(Dataset entries)
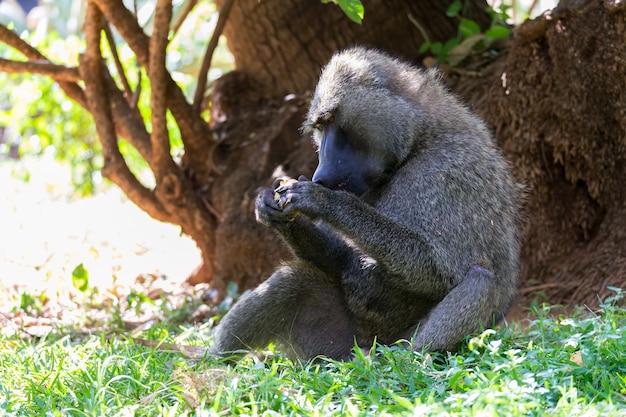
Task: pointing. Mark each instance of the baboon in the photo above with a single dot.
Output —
(407, 231)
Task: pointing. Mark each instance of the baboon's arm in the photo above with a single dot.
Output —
(403, 251)
(315, 243)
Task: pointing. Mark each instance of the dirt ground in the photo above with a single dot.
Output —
(45, 234)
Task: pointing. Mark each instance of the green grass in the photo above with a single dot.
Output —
(555, 366)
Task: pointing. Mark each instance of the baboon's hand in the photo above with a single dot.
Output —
(270, 204)
(302, 196)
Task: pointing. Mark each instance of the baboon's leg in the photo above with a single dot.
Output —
(297, 307)
(476, 303)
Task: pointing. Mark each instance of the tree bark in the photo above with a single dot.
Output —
(284, 44)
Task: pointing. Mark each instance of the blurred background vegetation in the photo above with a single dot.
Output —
(37, 118)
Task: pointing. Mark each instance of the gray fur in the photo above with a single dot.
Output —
(429, 252)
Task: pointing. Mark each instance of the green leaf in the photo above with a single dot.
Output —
(468, 28)
(436, 48)
(353, 9)
(454, 9)
(80, 278)
(450, 43)
(497, 32)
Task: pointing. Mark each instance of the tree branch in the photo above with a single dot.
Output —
(161, 160)
(189, 5)
(115, 168)
(208, 55)
(194, 131)
(10, 38)
(56, 72)
(118, 64)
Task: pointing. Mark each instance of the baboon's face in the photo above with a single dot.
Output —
(343, 164)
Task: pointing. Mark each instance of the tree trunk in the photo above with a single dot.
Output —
(285, 43)
(558, 103)
(556, 99)
(279, 49)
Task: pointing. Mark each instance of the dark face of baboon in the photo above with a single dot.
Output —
(423, 246)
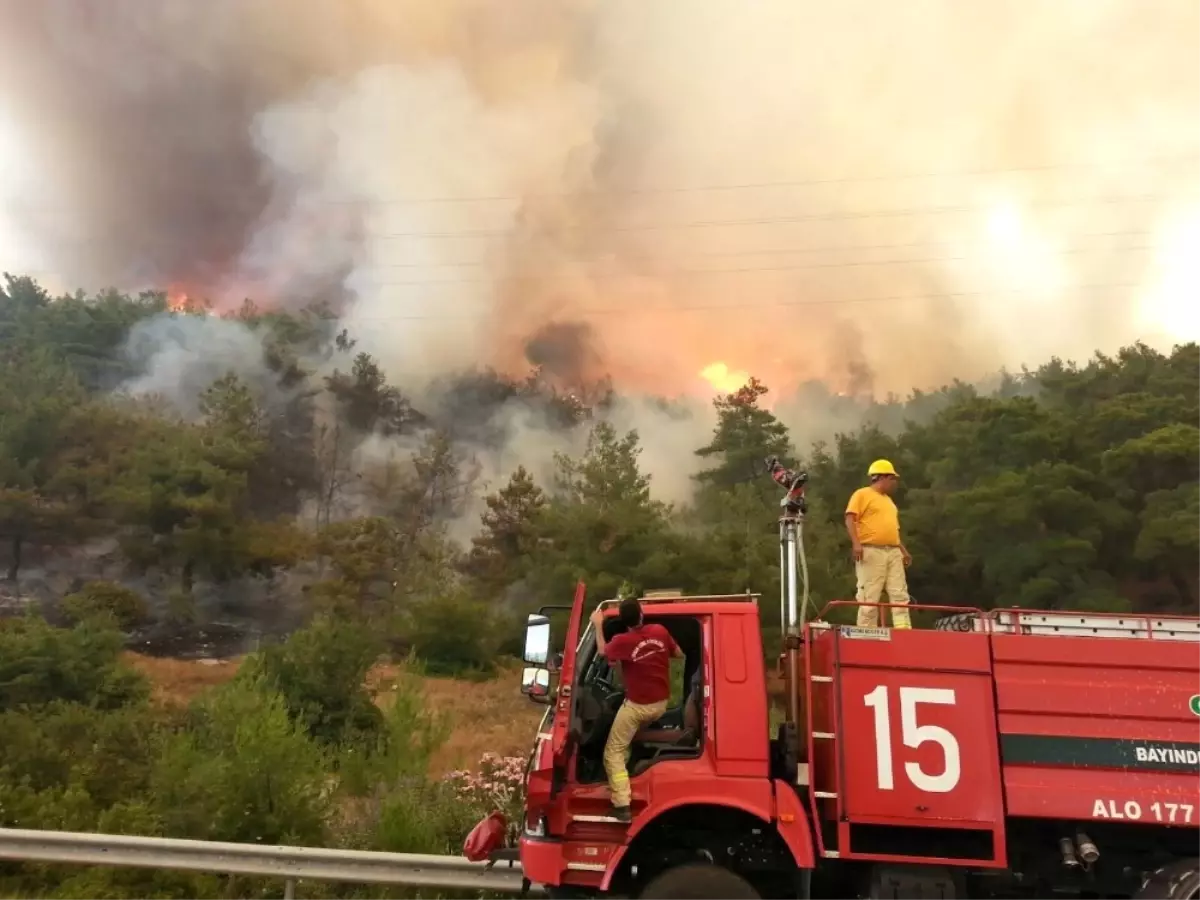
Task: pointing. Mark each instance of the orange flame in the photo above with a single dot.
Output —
(723, 378)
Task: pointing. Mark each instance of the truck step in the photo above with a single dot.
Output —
(1146, 628)
(613, 820)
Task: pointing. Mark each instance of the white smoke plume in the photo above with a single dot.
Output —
(876, 196)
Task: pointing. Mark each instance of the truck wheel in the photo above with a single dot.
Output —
(1177, 881)
(699, 881)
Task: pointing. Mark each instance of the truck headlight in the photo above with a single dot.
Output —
(537, 827)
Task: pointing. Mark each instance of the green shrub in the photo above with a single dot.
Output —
(244, 771)
(126, 606)
(41, 664)
(411, 737)
(108, 754)
(454, 635)
(321, 673)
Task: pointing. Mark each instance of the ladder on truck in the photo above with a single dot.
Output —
(1069, 624)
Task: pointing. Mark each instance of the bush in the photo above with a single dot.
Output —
(244, 771)
(454, 635)
(41, 664)
(107, 754)
(411, 737)
(321, 673)
(126, 606)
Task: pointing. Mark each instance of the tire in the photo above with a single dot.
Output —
(1177, 881)
(699, 881)
(959, 622)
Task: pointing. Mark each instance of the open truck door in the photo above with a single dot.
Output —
(556, 738)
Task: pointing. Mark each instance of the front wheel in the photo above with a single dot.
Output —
(699, 881)
(1177, 881)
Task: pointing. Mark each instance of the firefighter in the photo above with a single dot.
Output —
(645, 655)
(873, 522)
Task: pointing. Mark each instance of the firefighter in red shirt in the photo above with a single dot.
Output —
(645, 655)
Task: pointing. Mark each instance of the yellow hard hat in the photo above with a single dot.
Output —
(882, 467)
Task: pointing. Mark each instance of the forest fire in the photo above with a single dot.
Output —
(723, 378)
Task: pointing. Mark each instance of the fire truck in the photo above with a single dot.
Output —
(996, 753)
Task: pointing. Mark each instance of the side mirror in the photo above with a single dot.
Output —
(535, 684)
(537, 652)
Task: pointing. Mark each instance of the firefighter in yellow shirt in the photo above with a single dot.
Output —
(873, 522)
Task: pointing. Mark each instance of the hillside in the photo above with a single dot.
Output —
(486, 715)
(309, 519)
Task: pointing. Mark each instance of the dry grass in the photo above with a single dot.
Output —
(486, 717)
(177, 682)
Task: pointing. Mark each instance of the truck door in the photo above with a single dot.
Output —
(912, 729)
(553, 748)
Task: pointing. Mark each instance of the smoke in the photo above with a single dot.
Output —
(869, 195)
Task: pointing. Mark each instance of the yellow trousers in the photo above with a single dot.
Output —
(880, 570)
(630, 718)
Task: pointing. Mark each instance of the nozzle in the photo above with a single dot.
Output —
(1087, 851)
(1067, 847)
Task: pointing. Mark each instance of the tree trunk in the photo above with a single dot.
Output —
(15, 563)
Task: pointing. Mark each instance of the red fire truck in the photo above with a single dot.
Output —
(996, 753)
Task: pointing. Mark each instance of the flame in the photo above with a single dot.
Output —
(178, 300)
(723, 378)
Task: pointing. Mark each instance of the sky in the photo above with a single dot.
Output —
(877, 196)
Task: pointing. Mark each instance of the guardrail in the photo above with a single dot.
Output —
(270, 862)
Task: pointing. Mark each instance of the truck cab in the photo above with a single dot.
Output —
(709, 757)
(1005, 753)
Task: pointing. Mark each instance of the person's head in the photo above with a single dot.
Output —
(883, 477)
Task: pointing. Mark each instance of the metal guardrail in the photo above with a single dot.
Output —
(271, 862)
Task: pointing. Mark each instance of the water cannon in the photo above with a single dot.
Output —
(793, 577)
(792, 481)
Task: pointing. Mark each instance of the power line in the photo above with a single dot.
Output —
(790, 183)
(660, 273)
(759, 185)
(775, 251)
(755, 307)
(772, 220)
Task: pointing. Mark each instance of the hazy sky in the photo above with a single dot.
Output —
(874, 193)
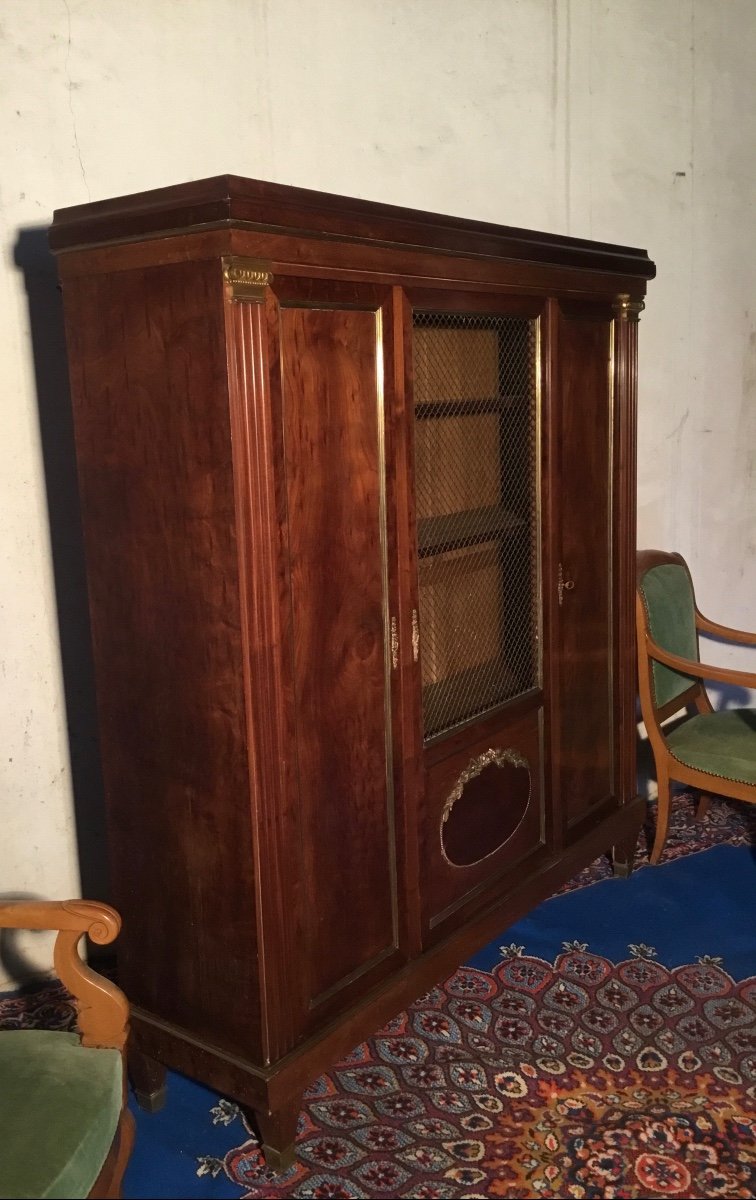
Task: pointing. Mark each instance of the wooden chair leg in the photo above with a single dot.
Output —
(148, 1079)
(663, 815)
(702, 805)
(623, 857)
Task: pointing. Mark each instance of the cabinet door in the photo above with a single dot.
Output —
(333, 349)
(583, 570)
(474, 370)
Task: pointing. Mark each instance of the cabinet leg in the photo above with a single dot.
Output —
(148, 1079)
(277, 1133)
(623, 857)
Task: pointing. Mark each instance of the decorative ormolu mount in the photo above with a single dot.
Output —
(628, 309)
(246, 279)
(475, 767)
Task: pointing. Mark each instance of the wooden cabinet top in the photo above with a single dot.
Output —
(233, 202)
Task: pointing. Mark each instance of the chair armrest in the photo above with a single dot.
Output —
(700, 670)
(102, 1007)
(730, 635)
(99, 921)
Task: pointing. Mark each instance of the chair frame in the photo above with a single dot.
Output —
(669, 767)
(102, 1008)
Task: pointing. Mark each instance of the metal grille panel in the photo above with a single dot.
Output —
(475, 481)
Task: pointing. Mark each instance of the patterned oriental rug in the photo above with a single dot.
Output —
(607, 1049)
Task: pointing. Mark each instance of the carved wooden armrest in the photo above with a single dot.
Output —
(102, 1007)
(700, 670)
(731, 635)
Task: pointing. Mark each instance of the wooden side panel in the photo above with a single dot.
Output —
(149, 385)
(331, 363)
(585, 643)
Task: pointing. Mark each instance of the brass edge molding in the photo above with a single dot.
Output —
(489, 759)
(627, 309)
(246, 279)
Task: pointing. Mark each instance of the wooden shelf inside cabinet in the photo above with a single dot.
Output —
(469, 528)
(430, 409)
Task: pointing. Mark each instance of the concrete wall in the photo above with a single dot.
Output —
(624, 120)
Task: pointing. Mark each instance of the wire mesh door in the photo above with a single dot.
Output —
(475, 486)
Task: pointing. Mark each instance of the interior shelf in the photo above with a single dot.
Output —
(439, 408)
(467, 528)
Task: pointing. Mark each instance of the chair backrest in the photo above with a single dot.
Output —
(667, 612)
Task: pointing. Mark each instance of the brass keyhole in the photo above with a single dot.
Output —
(563, 585)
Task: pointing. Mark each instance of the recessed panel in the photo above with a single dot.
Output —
(336, 544)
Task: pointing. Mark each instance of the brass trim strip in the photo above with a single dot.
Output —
(246, 279)
(415, 636)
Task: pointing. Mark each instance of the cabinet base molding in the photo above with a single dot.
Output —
(273, 1093)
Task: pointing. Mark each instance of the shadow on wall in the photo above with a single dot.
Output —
(48, 346)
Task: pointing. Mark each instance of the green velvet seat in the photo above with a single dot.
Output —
(712, 751)
(721, 744)
(60, 1105)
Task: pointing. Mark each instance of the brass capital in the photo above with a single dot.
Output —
(246, 279)
(628, 309)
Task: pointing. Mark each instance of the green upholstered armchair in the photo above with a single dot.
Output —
(712, 751)
(64, 1126)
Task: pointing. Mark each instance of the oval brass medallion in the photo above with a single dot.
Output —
(485, 808)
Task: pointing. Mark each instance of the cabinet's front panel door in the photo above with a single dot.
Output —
(475, 400)
(582, 569)
(331, 355)
(475, 469)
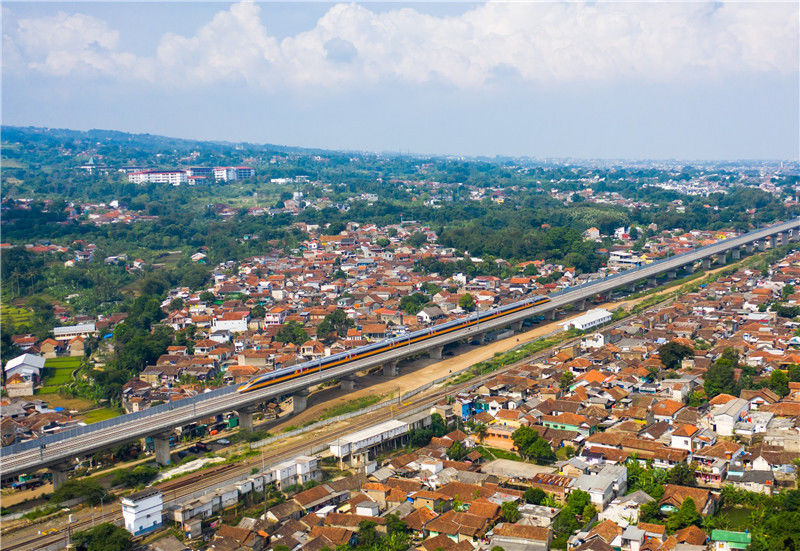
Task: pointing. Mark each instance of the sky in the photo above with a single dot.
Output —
(596, 79)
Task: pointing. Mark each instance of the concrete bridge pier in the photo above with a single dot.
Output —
(60, 474)
(161, 444)
(299, 401)
(246, 418)
(390, 369)
(348, 384)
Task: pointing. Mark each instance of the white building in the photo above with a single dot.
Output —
(590, 319)
(725, 416)
(235, 322)
(363, 440)
(230, 173)
(142, 511)
(299, 470)
(623, 260)
(69, 332)
(173, 177)
(27, 366)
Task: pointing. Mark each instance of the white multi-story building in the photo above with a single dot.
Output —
(69, 332)
(363, 440)
(624, 260)
(230, 173)
(590, 319)
(173, 177)
(142, 511)
(235, 322)
(299, 470)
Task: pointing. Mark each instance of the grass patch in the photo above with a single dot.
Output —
(71, 362)
(736, 518)
(511, 357)
(490, 454)
(57, 373)
(100, 414)
(18, 316)
(350, 406)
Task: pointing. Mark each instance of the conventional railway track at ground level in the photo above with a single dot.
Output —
(216, 476)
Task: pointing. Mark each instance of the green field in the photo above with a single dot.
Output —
(100, 414)
(17, 316)
(58, 372)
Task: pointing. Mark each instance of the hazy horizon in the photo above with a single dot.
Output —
(616, 81)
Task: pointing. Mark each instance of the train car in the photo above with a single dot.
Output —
(288, 373)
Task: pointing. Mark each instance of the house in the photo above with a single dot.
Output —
(77, 347)
(429, 314)
(626, 508)
(604, 486)
(725, 416)
(233, 537)
(725, 540)
(518, 537)
(674, 496)
(50, 348)
(681, 438)
(142, 511)
(761, 482)
(27, 366)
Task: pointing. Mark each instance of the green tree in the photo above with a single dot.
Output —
(103, 537)
(258, 312)
(293, 332)
(367, 535)
(412, 304)
(681, 474)
(529, 444)
(510, 511)
(416, 240)
(779, 382)
(466, 302)
(687, 514)
(438, 426)
(672, 353)
(457, 451)
(535, 496)
(578, 500)
(720, 377)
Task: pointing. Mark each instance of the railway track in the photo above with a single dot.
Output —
(177, 489)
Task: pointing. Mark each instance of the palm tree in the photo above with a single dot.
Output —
(481, 430)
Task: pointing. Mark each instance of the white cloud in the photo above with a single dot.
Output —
(353, 45)
(63, 44)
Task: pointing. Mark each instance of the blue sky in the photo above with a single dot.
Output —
(589, 80)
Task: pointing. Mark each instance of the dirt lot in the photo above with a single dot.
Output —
(425, 370)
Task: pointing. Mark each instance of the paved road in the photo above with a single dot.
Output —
(92, 439)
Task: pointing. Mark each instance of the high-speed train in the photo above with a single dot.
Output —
(299, 370)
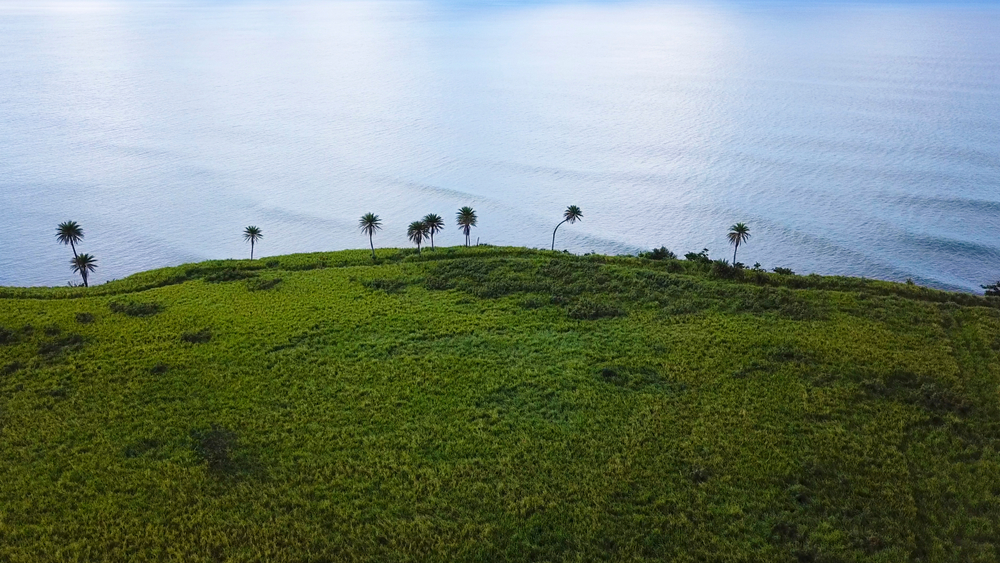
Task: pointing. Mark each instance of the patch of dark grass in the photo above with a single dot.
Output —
(218, 448)
(200, 337)
(386, 285)
(590, 310)
(142, 447)
(59, 346)
(135, 308)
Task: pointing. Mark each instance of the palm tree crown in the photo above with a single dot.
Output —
(370, 224)
(417, 232)
(434, 225)
(466, 219)
(252, 234)
(738, 234)
(84, 264)
(571, 215)
(69, 232)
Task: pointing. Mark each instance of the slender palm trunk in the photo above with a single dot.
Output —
(554, 233)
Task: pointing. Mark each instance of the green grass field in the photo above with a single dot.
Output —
(493, 404)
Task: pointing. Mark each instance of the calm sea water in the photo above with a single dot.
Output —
(859, 139)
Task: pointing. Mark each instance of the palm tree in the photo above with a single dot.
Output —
(434, 225)
(370, 224)
(571, 215)
(466, 219)
(417, 232)
(738, 234)
(69, 232)
(84, 264)
(252, 234)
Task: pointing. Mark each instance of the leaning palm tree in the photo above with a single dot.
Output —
(84, 264)
(252, 234)
(571, 215)
(434, 225)
(370, 224)
(466, 219)
(417, 232)
(738, 234)
(69, 232)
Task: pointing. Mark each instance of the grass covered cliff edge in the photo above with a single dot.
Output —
(491, 404)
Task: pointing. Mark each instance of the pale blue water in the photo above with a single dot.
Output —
(859, 139)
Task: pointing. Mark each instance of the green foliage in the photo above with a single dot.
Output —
(489, 404)
(992, 290)
(659, 254)
(134, 308)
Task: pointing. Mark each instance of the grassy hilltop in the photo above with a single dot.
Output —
(491, 404)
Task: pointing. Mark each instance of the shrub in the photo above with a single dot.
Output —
(229, 274)
(258, 284)
(200, 337)
(722, 270)
(659, 254)
(992, 290)
(700, 257)
(134, 309)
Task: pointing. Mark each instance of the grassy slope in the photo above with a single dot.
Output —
(486, 404)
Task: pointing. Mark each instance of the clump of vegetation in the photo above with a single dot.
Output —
(659, 254)
(200, 337)
(262, 284)
(992, 290)
(230, 274)
(135, 308)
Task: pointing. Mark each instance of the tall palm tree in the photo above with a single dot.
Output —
(370, 224)
(571, 215)
(252, 234)
(434, 225)
(738, 234)
(417, 232)
(69, 232)
(84, 264)
(466, 219)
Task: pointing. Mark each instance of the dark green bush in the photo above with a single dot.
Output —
(992, 290)
(229, 274)
(659, 254)
(258, 284)
(134, 309)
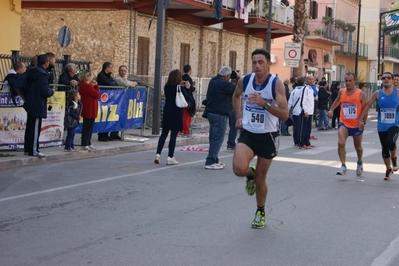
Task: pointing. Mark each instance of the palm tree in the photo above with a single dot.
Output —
(299, 31)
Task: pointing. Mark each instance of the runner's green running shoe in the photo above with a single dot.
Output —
(250, 187)
(260, 220)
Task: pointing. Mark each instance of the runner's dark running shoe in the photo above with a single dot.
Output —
(259, 220)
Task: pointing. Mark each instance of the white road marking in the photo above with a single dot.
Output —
(373, 168)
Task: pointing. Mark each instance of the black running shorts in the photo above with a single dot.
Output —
(264, 145)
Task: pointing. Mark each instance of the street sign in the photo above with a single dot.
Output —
(292, 63)
(292, 51)
(64, 37)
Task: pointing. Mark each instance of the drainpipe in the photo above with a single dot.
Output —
(130, 63)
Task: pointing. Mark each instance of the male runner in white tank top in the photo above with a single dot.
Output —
(263, 95)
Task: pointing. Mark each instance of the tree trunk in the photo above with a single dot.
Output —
(299, 32)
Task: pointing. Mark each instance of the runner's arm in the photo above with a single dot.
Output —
(237, 102)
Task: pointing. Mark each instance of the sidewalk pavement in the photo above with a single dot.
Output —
(134, 140)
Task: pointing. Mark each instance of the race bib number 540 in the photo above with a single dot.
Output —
(388, 115)
(350, 111)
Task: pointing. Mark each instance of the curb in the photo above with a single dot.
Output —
(61, 156)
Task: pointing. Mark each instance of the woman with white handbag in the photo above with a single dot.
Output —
(172, 115)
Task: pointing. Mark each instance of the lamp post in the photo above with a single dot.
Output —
(381, 41)
(358, 36)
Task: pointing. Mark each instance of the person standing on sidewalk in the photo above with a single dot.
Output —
(188, 112)
(71, 119)
(322, 105)
(89, 94)
(104, 78)
(265, 103)
(172, 118)
(219, 106)
(388, 121)
(352, 102)
(35, 105)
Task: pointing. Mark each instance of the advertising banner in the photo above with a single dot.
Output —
(13, 122)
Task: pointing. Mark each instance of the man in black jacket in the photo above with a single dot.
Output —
(69, 77)
(219, 105)
(35, 105)
(50, 69)
(322, 105)
(104, 78)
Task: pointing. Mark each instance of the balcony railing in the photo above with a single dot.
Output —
(280, 13)
(350, 48)
(391, 51)
(328, 31)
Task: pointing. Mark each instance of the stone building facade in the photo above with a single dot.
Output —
(112, 35)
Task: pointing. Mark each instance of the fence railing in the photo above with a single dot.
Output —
(6, 63)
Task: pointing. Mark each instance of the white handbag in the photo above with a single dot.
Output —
(180, 100)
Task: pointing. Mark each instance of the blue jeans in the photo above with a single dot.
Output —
(69, 139)
(283, 127)
(217, 129)
(231, 142)
(323, 119)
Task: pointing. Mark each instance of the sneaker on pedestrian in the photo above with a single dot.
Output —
(215, 166)
(250, 186)
(171, 161)
(342, 170)
(260, 220)
(395, 164)
(39, 154)
(157, 157)
(87, 148)
(359, 169)
(92, 147)
(222, 164)
(388, 174)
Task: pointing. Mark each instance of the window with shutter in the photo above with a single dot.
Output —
(184, 55)
(143, 55)
(232, 59)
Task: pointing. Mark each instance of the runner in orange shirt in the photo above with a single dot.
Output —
(352, 102)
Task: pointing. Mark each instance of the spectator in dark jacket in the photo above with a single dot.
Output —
(69, 77)
(104, 78)
(172, 117)
(50, 69)
(322, 105)
(219, 105)
(283, 126)
(89, 93)
(35, 105)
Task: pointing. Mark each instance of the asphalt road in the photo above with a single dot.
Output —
(125, 210)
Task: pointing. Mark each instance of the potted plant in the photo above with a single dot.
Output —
(318, 32)
(328, 20)
(350, 27)
(340, 23)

* **Exercise objective**
Each line from the one with "Task: pointing. Mark each instance of the stone" through the last line of the records must be written out word for word. Include nothing else.

* **Reply**
Task: pointing. Mark each instance of the stone building facade in the photo above with a single dot.
Output —
(112, 35)
Task: pointing. Mark each instance of the fence railing in the photo above with a single dot.
Output —
(6, 63)
Task: pointing. Mark each instance of the white handbag in the photo above with a single dot.
Output —
(180, 100)
Task: pointing. Mark each instance of the blue jeans in the photo above with a single dot.
Output —
(69, 139)
(283, 127)
(217, 129)
(231, 142)
(323, 119)
Task: pointing. Mark each instance of the sneaker on pedestrian in the photo above with a single dot.
Output —
(215, 166)
(250, 186)
(171, 161)
(342, 170)
(260, 220)
(395, 164)
(39, 154)
(157, 157)
(87, 148)
(359, 169)
(92, 147)
(222, 164)
(388, 174)
Task: pointing. Mark each instance of the window with shutter in the photo above with a single dot.
Output —
(184, 55)
(143, 55)
(232, 59)
Task: pointing. Mark each instance of the runner in orange shirt in the photo above with a single dot.
Output —
(352, 102)
Task: pointing. Mark each instance of the spectator in dark jacket in the photo above with a single dot.
Output —
(69, 77)
(104, 78)
(172, 117)
(50, 69)
(322, 105)
(219, 105)
(283, 126)
(89, 93)
(35, 105)
Task: pointing. Mark each instance of the asphalt road in the photo above with a single dot.
Output —
(125, 210)
Task: pointing. Mark each instance of the potted plant in the photo above with a single dot.
Output —
(318, 32)
(328, 20)
(350, 27)
(340, 23)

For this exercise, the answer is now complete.